- ARTICLE:
..............................
Anonymous 0 Comments

The assumption is that violation of the law and guilt are the same thing. But they are not exactly. Jury might decide, yeah the dude totally did the deed but no he is not guilty because the law is stupid to begin with. And then you have a court precedent making the law unenforceable.

Anonymous 0 Comments

Theres cases where a defendant according to the law would be found guilty. But if it was done in say good faith or in self defence or something like that. Then the jury can decide that its simply not fair that someone who had no choice but to break the law should be punished. The laws are meant for when you do something wrong with intent. Not for circumstances that are not reasonable within your might.

Ive watched the entire Darrell Brooks case as he is quite famous in anti sovereign citizen communities.
He had some delusional idea that he could appeal to “Sure I ran my moms car into over 70 people and killed 8 or so of them… But IVE been hurting as well. Please feel sorry for me.”

In Wisconsin theres apparently no death penalty. But I guarantee you that the jury would have given him that if they had any ability to do that.

Even without him trying really really hard to provoke Dorrow so he could get a mistrial.
She did a perfect record on everything and that case is going to be used as teachings on how to act in court.
The judge wasnt stacked against Brooks. Facts were. I guess the “shaggy defense” dont really play well when the prosecutor can literally press play on a video and you see the defendant clearly sitting in his car as it runs into people. Brooks never gave any coherent defense. He tried going in various ways but never followed through. And most his questions had no defense value.
..............................
- SUPPLIED INFORMATION:
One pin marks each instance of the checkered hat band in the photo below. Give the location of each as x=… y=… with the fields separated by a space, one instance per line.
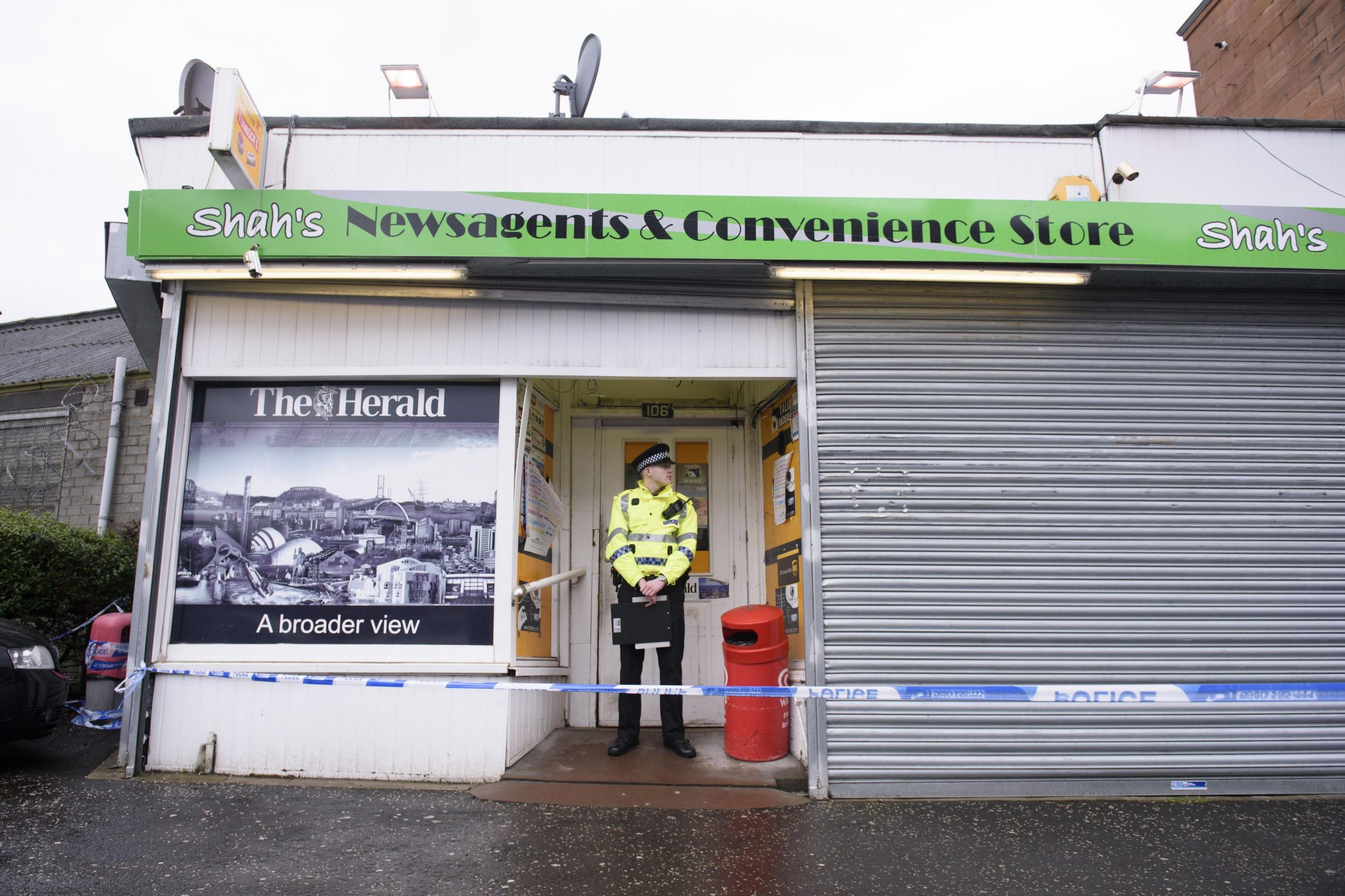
x=655 y=459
..............................
- WRITTEN INSTRUCTION A:
Answer these questions using the comments about jury verdicts:
(i) What might a jury decide about a defendant who clearly broke a law it considers stupid?
(ii) In which state does the text say there is apparently no death penalty?
(iii) What can the prosecutor literally press play on?
- WRITTEN INSTRUCTION B: List every courtroom role named by a common noun in the comments about jury verdicts, such as the role of the person on trial.
- WRITTEN INSTRUCTION C: Continue the comments about jury verdicts and the Brooks trial from the last sentence shown.

- RESPONSE A:
(i) That he is not guilty.
(ii) Wisconsin.
(iii) A video.

- RESPONSE B: Jury, defendant, judge, prosecutor

- RESPONSE C:
Anonymous 0 Comments

It is a consiquence of two other facts:

1. Double Jepordy: You can’t be tried for the same crime twice.
2. The Jury’s verdict is final. Their deliberations are not up for debate.

So if they come back with a not guilty verdict, despite all the evidence, the defendant gets off.

Anonymous 0 Comments

This video from CGP grey has really good information on this matter: https://youtu.be/uqH_Y1TupoQ?si=kHM-foAayR1JuwCU

Anonymous 0 Comments

A jury can technically return any verdict they damn well please, as long as it’s unanimous.

If the jury decides “sure, the defendant definitely committed the crime but *we don’t give a shit* and we’re going to return a unanimous ‘Not Guilty’ verdict anyway”, then they have *nullified* the consequences of that law.

Judges want juries to return the verdict that they “should” return, based on the evidence shown, and they do *not* want juries to just give any old verdict they like. So they absolutely positively do not want the juries to be told that they have that option.

Anonymous 0 Comments

Alright! Let’s break it down step by step:

1. Imagine a classroom where the teacher has rules.
2. Let’s say a student breaks a rule, like drawing during class.
3. The class votes if the student did it or not.
4. Even if everyone knows the student did it, they can vote “not guilty” if they think the rule is unfair.
5. This is like “Jury Nullification”. It’s when a jury thinks someone broke the law, but they vote “not guilty” because they believe the law isn’t right.

Anonymous 0 Comments

In addition to what has been mentioned already, there is a motion for judgment notwithstanding verdict (JNOV) that can be made, essentially asking the judge to overturn the jury’s decision on the basis that no reasonable jury could come to that conclusion. It is understandably a high burden to overcome.

Anonymous 0 Comments

It’s a conflict of 2 rules:

You can’t be tried twice for the same crime

The jury can’t be punished for a wrong verdict.

With those two rules the Jury can look at the case and say “this guy is definitely guilty but we don’t want to convict him as guilty so he’s officially not guilty”. The person doesn’t go to jail, and the jury isn’t punished, and that case can’t be revisited as the verdict is already decided

Anonymous 0 Comments

Can the judge say this?

Anonymous 0 Comments

A good example where jury nullification might have been a valid tactic is the case of [Ken McElroy](https://en.wikipedia.org/wiki/Ken_McElroy)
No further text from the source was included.